Written request: Rewrite the data from the start through the line containing "[315,101,339,126]", with "input photograph" replaced by "source photo" and nothing else changed. Leave the pictures out.

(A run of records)

----

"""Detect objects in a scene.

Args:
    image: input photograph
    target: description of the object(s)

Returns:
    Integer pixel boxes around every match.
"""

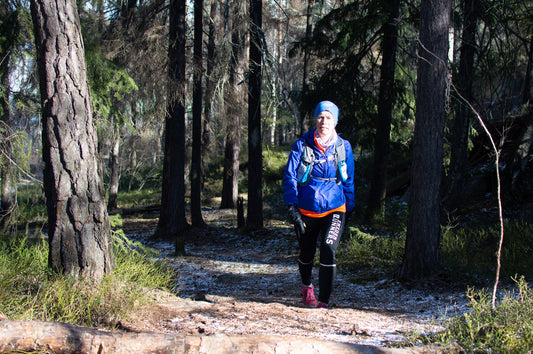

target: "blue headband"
[315,101,339,126]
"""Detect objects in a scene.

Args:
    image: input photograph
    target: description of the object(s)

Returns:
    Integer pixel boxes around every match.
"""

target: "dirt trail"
[120,211,466,352]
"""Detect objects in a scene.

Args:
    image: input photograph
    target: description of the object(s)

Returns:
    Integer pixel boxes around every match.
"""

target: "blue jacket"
[282,129,355,213]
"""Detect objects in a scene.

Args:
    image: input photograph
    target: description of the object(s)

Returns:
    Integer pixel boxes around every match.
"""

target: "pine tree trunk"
[220,1,247,209]
[399,0,451,279]
[0,1,14,228]
[444,0,479,217]
[107,128,120,211]
[154,0,187,240]
[366,0,400,221]
[31,0,115,280]
[246,0,263,230]
[191,0,204,226]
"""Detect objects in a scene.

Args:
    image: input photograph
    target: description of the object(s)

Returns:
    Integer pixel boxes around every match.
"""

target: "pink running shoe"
[302,284,316,306]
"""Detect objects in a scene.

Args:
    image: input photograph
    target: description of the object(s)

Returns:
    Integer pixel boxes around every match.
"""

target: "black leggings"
[298,212,345,304]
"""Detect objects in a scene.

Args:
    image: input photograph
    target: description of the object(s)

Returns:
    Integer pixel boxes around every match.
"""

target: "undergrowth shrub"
[441,221,533,282]
[0,216,176,327]
[337,227,405,268]
[432,277,533,353]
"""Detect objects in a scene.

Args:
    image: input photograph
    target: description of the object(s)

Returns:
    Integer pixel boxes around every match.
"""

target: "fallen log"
[0,320,406,354]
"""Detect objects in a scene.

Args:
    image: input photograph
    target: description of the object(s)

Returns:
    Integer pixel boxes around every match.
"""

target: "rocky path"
[120,212,466,351]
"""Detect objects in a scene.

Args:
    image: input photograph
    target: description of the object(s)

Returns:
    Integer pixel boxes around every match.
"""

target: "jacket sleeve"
[342,140,355,211]
[282,139,303,205]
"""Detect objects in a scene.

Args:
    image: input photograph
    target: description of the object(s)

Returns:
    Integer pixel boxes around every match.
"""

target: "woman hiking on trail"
[283,101,355,308]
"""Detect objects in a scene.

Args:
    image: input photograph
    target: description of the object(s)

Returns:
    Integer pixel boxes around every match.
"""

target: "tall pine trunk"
[444,0,479,217]
[246,0,263,230]
[154,0,187,241]
[31,0,115,280]
[399,0,451,279]
[220,1,247,208]
[366,0,400,221]
[191,0,204,226]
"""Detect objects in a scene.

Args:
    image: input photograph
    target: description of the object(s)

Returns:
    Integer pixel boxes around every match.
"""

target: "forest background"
[0,0,533,332]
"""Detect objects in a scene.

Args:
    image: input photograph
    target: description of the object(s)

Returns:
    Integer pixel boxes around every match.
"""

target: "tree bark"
[0,1,15,229]
[202,1,219,177]
[220,1,247,209]
[246,0,263,230]
[0,320,374,354]
[399,0,451,279]
[154,0,187,241]
[366,0,400,221]
[107,125,120,211]
[298,0,313,135]
[444,0,479,217]
[31,0,115,280]
[191,0,204,226]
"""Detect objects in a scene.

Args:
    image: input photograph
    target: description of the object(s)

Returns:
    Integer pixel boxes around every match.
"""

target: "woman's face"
[316,111,335,142]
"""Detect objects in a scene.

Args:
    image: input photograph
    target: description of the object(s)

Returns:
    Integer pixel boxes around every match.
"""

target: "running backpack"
[296,138,348,185]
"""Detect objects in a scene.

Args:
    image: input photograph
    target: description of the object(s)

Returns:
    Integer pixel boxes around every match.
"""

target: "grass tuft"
[432,277,533,353]
[0,223,176,328]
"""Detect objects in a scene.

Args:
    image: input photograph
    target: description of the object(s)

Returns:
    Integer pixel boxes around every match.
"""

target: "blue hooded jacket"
[282,129,355,213]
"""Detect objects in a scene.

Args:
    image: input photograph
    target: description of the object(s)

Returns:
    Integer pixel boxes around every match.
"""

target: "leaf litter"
[122,208,468,348]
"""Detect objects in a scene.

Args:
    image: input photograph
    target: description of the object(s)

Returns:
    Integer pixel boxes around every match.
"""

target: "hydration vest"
[296,138,348,185]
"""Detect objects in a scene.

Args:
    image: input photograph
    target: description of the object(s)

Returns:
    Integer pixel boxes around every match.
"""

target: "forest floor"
[116,208,467,352]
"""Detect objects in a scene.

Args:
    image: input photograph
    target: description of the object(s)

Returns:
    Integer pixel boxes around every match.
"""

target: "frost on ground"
[123,210,467,346]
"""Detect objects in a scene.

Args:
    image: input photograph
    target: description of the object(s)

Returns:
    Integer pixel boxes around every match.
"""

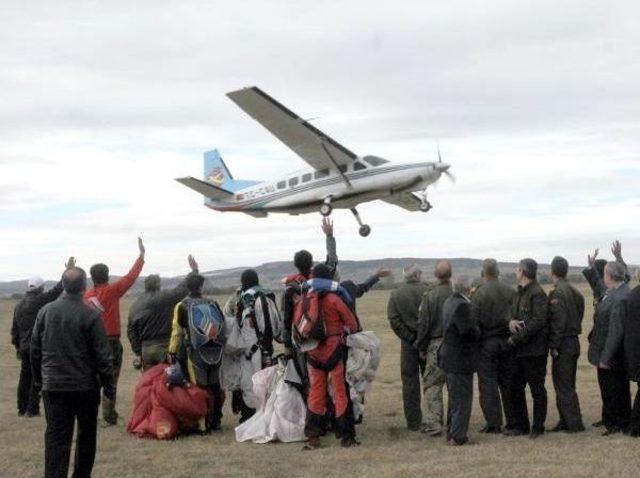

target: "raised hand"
[322,217,333,236]
[587,249,600,267]
[138,237,146,259]
[611,241,623,262]
[187,254,198,272]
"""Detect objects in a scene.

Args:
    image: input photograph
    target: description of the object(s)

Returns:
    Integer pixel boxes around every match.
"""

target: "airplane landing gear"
[320,196,333,217]
[420,189,433,212]
[351,207,371,237]
[420,201,433,212]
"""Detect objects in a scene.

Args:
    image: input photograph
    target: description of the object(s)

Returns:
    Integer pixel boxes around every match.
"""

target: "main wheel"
[420,201,433,212]
[320,203,333,217]
[358,224,371,237]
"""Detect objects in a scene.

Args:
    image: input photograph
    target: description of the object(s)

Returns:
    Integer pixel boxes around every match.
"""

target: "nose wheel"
[320,196,333,217]
[351,207,371,237]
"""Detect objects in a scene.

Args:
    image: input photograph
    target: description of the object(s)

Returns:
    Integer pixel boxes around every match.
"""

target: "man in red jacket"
[84,238,145,425]
[296,264,360,448]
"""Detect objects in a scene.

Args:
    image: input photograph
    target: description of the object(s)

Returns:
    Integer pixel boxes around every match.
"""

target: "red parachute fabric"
[127,364,212,440]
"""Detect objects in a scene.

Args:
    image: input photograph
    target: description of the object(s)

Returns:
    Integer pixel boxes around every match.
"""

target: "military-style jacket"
[471,279,516,339]
[549,279,584,349]
[511,281,549,357]
[416,281,453,350]
[589,282,630,367]
[387,281,428,344]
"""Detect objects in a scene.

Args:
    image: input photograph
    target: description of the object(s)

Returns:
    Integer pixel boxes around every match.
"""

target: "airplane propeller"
[436,144,456,183]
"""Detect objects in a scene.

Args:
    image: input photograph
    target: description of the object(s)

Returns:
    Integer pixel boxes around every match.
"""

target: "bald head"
[62,267,87,294]
[433,260,451,282]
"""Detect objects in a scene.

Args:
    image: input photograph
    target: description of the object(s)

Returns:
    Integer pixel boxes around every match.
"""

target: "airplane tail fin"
[204,149,258,192]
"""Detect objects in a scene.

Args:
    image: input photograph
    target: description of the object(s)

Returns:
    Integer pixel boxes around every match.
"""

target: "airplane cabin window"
[362,156,389,166]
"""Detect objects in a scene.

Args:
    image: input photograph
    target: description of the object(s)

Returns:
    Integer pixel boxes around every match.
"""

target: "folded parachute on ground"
[236,360,306,443]
[127,364,213,440]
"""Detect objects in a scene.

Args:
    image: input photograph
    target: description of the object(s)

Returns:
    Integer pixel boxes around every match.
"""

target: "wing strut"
[320,141,351,187]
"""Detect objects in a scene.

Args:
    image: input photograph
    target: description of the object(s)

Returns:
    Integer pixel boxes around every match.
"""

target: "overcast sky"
[0,0,640,280]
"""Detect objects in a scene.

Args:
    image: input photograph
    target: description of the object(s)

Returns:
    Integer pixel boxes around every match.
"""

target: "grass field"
[0,291,640,478]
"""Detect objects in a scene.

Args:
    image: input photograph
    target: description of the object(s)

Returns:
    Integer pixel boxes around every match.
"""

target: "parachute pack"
[185,299,224,366]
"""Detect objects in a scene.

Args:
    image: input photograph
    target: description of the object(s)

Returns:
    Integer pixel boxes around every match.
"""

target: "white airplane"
[176,87,454,237]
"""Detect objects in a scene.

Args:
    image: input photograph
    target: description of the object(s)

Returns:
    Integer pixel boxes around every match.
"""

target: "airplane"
[176,86,455,237]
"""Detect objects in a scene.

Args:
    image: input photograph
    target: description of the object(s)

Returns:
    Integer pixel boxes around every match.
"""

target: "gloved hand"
[102,387,116,401]
[132,355,142,370]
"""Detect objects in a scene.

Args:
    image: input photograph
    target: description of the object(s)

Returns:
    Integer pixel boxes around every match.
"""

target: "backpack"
[238,287,283,356]
[183,299,225,367]
[293,291,328,343]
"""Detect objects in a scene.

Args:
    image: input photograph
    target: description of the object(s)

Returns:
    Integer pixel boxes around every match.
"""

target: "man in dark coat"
[11,257,75,417]
[387,264,427,431]
[471,259,515,433]
[623,276,640,437]
[31,267,115,478]
[127,256,198,370]
[438,277,480,446]
[589,262,631,435]
[505,259,549,438]
[549,256,584,433]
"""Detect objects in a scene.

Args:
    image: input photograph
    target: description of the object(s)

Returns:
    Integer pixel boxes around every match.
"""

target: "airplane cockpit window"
[362,156,389,166]
[313,169,329,179]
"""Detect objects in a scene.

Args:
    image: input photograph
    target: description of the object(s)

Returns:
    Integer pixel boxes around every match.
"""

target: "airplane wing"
[176,176,233,200]
[381,193,422,211]
[227,86,357,169]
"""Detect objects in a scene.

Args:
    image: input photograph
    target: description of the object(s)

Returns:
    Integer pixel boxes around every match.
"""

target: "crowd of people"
[12,219,640,477]
[388,241,640,446]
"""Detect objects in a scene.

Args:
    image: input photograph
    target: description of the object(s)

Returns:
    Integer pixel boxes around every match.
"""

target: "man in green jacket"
[549,256,584,433]
[416,260,453,436]
[387,264,427,431]
[505,258,549,438]
[471,259,515,433]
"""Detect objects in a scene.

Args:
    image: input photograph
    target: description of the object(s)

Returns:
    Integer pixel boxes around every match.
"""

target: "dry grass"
[0,286,640,478]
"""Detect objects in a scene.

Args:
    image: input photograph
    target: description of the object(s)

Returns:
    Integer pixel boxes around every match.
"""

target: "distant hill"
[0,257,583,297]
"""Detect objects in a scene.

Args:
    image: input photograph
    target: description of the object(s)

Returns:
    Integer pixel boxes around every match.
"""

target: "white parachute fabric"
[235,361,306,443]
[346,331,380,420]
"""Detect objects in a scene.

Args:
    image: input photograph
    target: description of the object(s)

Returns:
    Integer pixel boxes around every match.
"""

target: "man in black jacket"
[589,262,631,435]
[11,257,75,417]
[127,256,198,370]
[31,267,115,478]
[623,270,640,437]
[549,256,584,433]
[505,259,549,438]
[438,277,480,446]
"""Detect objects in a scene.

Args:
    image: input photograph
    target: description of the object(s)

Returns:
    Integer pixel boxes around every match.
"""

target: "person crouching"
[295,264,359,449]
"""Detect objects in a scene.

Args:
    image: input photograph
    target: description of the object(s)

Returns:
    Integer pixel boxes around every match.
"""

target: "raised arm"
[111,238,145,297]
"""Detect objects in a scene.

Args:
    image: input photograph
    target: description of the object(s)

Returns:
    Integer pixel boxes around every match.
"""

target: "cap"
[27,276,44,290]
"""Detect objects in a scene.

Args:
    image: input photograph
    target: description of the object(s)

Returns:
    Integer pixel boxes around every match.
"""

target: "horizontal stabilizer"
[176,176,233,201]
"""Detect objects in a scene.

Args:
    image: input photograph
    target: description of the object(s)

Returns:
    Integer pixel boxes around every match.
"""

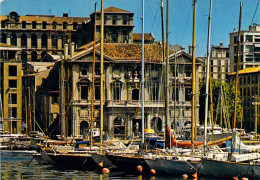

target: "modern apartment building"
[229,24,260,72]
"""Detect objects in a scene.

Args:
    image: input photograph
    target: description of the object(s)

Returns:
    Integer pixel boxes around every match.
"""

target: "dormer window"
[112,16,117,25]
[123,16,127,25]
[32,21,37,29]
[42,21,47,29]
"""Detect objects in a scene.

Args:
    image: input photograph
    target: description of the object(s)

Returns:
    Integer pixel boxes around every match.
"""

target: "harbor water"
[0,151,217,180]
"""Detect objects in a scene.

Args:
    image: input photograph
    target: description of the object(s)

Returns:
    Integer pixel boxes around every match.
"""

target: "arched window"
[112,16,117,25]
[10,34,17,46]
[22,21,26,29]
[51,34,58,49]
[52,21,57,29]
[114,117,125,138]
[41,34,47,48]
[151,117,162,132]
[31,51,38,62]
[0,33,7,44]
[132,89,139,100]
[31,34,37,48]
[123,16,127,25]
[63,22,68,29]
[1,20,5,28]
[32,21,37,29]
[21,51,27,62]
[41,51,47,60]
[80,121,89,136]
[73,22,78,30]
[21,34,27,48]
[42,21,47,29]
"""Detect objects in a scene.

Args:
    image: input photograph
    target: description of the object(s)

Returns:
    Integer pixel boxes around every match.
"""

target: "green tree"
[199,78,241,128]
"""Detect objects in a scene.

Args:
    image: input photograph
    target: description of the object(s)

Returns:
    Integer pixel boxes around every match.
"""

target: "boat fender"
[136,165,143,173]
[192,173,198,178]
[98,161,103,167]
[182,174,188,179]
[150,169,156,175]
[241,177,248,180]
[102,168,110,174]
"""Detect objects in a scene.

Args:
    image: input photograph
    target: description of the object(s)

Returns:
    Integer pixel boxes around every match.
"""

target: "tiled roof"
[229,66,260,76]
[104,43,162,61]
[0,15,89,24]
[71,42,165,61]
[133,33,155,41]
[98,6,133,14]
[0,43,16,47]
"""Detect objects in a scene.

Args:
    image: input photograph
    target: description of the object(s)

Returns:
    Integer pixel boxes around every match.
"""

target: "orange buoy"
[182,174,189,179]
[136,165,143,173]
[241,177,248,180]
[192,173,198,178]
[150,169,156,175]
[98,161,103,167]
[102,168,110,174]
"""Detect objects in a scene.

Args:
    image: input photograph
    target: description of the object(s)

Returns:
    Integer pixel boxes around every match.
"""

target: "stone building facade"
[0,43,23,134]
[199,43,230,81]
[40,43,202,139]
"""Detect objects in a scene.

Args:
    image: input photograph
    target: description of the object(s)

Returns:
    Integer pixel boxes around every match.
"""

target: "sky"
[0,0,260,57]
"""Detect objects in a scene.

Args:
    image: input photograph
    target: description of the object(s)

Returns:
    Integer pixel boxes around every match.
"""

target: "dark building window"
[185,88,192,101]
[1,33,7,44]
[9,93,17,104]
[51,35,58,49]
[21,34,27,48]
[81,86,88,99]
[132,89,139,100]
[73,22,78,30]
[41,34,47,48]
[95,86,100,99]
[1,20,5,28]
[172,88,179,101]
[123,16,127,25]
[31,51,38,62]
[52,21,57,29]
[112,16,117,25]
[52,95,58,104]
[63,22,68,29]
[9,79,17,88]
[22,21,26,29]
[31,34,37,48]
[9,66,17,76]
[32,21,37,29]
[10,34,17,46]
[10,107,17,118]
[42,21,47,29]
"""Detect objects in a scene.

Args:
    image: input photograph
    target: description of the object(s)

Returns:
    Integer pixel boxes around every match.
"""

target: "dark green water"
[0,151,217,180]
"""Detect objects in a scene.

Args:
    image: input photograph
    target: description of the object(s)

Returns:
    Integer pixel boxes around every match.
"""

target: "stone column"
[47,38,52,49]
[27,37,32,49]
[58,38,62,50]
[17,37,21,47]
[37,38,42,49]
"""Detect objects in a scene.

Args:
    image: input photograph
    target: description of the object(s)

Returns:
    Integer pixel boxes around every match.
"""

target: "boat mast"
[100,0,104,149]
[203,0,212,157]
[90,3,97,148]
[229,2,242,161]
[165,0,169,134]
[191,0,197,152]
[141,0,144,144]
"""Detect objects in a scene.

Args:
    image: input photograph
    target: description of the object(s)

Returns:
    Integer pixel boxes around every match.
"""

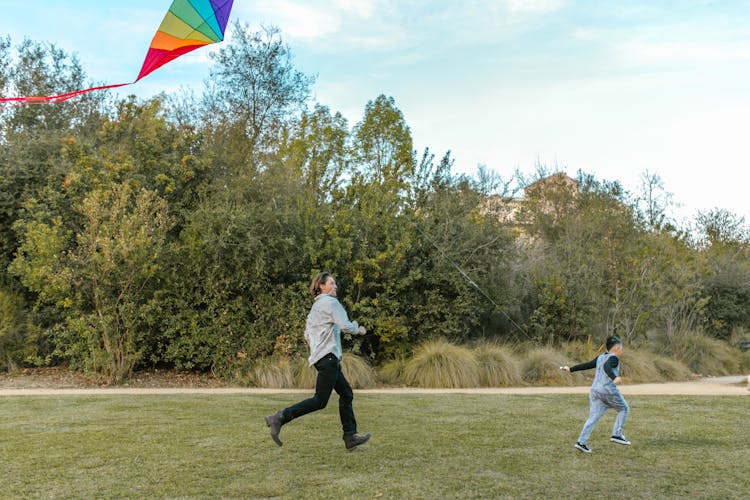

----

The output:
"""Detect objects in a scene.

Args:
    image: source photo
    target: description of the object(s)

Returns:
    Integer pixel boxes around every match.
"""


target: "blue headband"
[315,101,339,126]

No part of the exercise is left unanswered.